Your instructions — Report every line of the items below that contains the word "sign", matching case exactly.

Data shown —
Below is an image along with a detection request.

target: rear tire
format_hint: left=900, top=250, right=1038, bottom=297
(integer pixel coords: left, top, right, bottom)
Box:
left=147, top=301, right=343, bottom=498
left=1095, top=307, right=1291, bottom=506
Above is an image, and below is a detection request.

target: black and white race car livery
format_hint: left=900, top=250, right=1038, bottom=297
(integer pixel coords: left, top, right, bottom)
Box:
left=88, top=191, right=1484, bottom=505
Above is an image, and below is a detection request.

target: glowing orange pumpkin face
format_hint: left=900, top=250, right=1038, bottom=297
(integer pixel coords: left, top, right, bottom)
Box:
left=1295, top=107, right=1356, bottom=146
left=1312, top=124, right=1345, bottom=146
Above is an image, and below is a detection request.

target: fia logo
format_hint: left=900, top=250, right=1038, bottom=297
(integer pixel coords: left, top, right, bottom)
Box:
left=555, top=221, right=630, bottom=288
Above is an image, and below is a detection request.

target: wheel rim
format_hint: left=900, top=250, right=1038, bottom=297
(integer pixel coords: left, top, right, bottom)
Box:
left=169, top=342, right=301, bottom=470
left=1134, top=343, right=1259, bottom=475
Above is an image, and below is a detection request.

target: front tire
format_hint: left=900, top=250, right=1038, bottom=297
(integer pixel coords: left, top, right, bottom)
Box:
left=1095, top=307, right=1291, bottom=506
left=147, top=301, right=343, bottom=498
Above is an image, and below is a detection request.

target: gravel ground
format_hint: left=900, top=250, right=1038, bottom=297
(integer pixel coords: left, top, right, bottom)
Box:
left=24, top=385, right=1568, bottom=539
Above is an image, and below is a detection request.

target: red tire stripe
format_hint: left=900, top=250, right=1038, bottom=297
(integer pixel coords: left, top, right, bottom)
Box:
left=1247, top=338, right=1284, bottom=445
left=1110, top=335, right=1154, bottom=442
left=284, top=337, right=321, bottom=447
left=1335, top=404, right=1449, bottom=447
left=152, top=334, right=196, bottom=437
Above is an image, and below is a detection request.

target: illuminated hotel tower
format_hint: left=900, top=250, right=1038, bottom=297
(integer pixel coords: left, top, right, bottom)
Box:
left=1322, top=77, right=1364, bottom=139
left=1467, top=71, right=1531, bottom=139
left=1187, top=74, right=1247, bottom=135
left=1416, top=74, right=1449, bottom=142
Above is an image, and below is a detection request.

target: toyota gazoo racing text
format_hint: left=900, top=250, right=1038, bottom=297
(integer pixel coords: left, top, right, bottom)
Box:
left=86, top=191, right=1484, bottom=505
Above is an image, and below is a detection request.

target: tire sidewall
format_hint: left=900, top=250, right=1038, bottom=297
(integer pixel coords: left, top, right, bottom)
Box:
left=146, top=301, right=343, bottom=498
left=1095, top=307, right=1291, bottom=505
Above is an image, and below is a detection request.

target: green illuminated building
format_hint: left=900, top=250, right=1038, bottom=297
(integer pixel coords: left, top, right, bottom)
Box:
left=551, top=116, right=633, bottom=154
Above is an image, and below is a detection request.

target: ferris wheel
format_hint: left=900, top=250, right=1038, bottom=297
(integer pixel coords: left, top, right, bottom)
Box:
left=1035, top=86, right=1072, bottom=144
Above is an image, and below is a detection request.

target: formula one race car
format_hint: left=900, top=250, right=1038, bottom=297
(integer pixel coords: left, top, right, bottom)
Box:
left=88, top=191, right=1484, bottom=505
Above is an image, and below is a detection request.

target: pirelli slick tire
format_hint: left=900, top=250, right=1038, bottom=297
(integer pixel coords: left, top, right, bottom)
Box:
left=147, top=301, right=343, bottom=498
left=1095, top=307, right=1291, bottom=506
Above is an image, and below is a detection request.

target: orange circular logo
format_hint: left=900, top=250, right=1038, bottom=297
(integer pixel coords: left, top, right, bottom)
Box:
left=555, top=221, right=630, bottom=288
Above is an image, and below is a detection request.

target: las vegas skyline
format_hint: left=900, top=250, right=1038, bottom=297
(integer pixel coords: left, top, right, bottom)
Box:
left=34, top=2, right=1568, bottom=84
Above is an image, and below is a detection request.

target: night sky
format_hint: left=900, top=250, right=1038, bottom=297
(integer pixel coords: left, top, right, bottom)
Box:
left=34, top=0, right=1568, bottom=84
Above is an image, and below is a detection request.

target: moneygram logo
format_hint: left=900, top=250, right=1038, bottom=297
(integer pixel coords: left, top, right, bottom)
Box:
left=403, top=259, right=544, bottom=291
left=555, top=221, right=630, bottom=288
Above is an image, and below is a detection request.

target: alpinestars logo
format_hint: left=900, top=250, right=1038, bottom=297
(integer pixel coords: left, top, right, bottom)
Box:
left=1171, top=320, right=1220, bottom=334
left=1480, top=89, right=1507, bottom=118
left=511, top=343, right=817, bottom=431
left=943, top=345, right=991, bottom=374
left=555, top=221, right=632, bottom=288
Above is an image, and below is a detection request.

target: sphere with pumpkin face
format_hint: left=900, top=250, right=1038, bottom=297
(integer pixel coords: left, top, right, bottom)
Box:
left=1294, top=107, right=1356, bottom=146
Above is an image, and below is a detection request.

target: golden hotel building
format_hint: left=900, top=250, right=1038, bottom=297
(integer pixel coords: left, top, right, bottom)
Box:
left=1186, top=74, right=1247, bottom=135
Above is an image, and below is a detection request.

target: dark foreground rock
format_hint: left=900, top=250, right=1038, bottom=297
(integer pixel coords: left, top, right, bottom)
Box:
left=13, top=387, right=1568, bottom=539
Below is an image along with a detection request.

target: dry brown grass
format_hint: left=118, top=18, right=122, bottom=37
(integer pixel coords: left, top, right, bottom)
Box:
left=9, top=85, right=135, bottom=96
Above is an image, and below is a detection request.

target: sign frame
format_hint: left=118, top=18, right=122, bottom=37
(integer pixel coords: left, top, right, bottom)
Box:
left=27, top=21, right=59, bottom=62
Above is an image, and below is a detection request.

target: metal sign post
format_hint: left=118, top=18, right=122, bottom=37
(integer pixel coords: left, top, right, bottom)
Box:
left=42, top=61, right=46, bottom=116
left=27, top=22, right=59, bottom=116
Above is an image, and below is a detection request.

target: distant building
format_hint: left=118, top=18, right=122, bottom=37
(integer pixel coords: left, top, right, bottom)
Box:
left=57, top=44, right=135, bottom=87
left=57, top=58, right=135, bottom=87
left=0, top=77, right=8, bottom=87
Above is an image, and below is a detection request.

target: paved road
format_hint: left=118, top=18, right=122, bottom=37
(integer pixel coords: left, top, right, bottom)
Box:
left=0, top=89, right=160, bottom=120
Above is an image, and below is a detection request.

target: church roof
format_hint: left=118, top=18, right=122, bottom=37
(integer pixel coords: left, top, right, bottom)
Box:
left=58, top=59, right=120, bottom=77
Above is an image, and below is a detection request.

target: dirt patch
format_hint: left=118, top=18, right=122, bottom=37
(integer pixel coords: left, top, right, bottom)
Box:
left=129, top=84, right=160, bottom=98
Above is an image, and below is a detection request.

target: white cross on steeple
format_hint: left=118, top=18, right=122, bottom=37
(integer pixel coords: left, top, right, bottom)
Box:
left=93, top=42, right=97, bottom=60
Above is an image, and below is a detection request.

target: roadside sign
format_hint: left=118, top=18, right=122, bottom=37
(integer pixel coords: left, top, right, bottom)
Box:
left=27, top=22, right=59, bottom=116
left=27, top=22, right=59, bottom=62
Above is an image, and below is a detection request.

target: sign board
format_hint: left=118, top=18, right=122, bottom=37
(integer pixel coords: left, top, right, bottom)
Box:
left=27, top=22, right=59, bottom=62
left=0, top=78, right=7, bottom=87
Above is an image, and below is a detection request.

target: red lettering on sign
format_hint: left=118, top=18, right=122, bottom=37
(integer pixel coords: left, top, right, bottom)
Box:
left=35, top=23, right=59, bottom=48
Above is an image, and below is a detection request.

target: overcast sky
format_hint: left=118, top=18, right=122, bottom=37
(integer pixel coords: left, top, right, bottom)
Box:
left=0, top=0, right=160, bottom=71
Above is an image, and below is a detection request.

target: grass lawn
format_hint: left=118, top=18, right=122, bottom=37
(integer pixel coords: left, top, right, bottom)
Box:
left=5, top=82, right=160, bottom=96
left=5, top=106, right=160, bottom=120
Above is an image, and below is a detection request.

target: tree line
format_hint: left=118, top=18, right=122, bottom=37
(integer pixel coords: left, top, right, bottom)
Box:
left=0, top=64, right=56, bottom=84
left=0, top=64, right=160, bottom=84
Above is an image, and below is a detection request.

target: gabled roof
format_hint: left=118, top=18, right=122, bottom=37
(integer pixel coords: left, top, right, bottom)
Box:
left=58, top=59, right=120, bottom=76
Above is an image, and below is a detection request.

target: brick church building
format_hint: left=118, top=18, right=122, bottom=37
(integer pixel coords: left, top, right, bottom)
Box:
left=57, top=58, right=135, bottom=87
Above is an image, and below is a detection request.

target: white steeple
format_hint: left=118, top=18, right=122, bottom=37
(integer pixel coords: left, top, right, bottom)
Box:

Exercise output —
target: sign frame
target: metal sign post
target: roadside sign
target: sign board
target: red lettering on sign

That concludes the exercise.